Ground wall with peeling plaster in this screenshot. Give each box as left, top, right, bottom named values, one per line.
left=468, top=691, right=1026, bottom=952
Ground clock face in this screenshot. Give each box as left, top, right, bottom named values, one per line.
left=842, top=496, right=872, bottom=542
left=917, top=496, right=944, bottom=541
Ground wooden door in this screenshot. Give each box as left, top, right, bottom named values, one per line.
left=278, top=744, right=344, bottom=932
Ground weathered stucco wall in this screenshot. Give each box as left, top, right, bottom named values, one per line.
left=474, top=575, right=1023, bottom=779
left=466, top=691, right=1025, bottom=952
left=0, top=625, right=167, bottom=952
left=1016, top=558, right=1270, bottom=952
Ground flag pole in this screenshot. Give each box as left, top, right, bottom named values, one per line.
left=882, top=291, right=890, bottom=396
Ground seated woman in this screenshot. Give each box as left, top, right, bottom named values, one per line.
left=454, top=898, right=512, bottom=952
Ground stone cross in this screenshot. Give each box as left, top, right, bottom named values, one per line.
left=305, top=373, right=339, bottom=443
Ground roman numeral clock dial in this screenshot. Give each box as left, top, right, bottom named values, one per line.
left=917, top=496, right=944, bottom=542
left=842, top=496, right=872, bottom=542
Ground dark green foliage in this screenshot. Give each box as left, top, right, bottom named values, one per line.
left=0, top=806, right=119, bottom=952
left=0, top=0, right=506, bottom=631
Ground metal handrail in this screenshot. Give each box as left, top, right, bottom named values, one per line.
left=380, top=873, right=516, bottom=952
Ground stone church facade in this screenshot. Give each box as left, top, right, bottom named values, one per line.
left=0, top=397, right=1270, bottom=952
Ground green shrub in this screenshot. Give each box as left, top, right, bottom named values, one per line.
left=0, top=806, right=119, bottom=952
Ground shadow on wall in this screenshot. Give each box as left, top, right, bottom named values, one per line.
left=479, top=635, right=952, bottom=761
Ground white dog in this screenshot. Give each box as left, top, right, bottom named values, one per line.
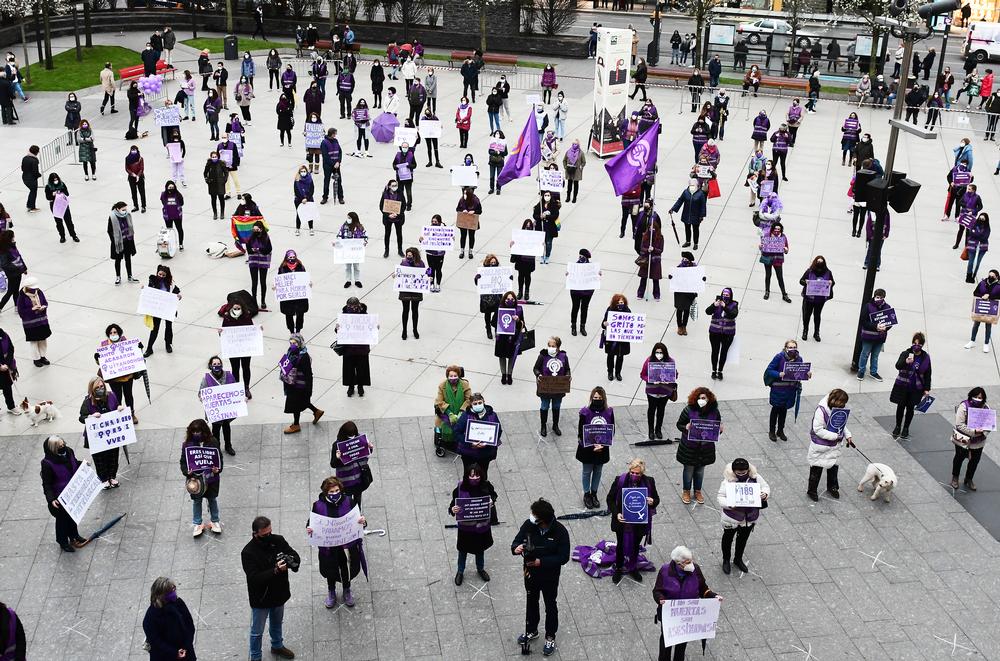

*Directive*.
Rewrite the part of the items that opens with the line containing "Ground wooden door" and runs through the end of the items, requests included. Multiply every box coordinate in the answers by 2.3, round each to a whole number with halves rounded up, and leave the pictures out.

*Correct answer*.
Ground wooden door in this screenshot. Give each box as left, top, right, bottom named values, one per line.
left=639, top=1711, right=791, bottom=2144
Ground weathered stucco wall in this screenshot. Give each box as left, top, right, bottom named values, one per line.
left=1090, top=1323, right=2353, bottom=1792
left=1072, top=1589, right=2358, bottom=2190
left=0, top=1438, right=384, bottom=2190
left=2337, top=1283, right=2921, bottom=2190
Ground flag pole in this screenshot. Give each box as left, top, right, bottom named values, one per line.
left=2029, top=669, right=2047, bottom=911
Ground seated woman in this screenshot. Give each box as left, top, right, bottom named values, one per line.
left=1044, top=2065, right=1178, bottom=2190
Ground stone cross in this screenshot. Give each box as left, top, right, bottom named values, one per line.
left=702, top=858, right=780, bottom=1019
Ground roman numeral clock dial in this screenshot. Give each box as left, top, right, bottom named values, one per line.
left=2109, top=1141, right=2171, bottom=1247
left=1937, top=1141, right=2006, bottom=1247
Ground dark green foliage in this screenshot. Give each box as left, top, right, bottom named values, one per line.
left=0, top=1854, right=274, bottom=2190
left=0, top=0, right=1164, bottom=1451
Ground metal handrail in this screenshot. Give each box as left, top, right, bottom named values, one per line.
left=874, top=2008, right=1187, bottom=2190
Ground stone church facade in this screenshot. Give each box as left, top, right, bottom named values, one per line.
left=0, top=913, right=2921, bottom=2190
Ground green shrub in this screenshot. Give each box as left, top, right, bottom named values, one per line.
left=0, top=1854, right=274, bottom=2190
Ground shadow on wall in this screenshot. Give each box as left, top, right, bottom named values, one per line.
left=1102, top=1461, right=2190, bottom=1750
Ground white dog in this screenshot. Give each box as left, top, right, bottom named values, one per line.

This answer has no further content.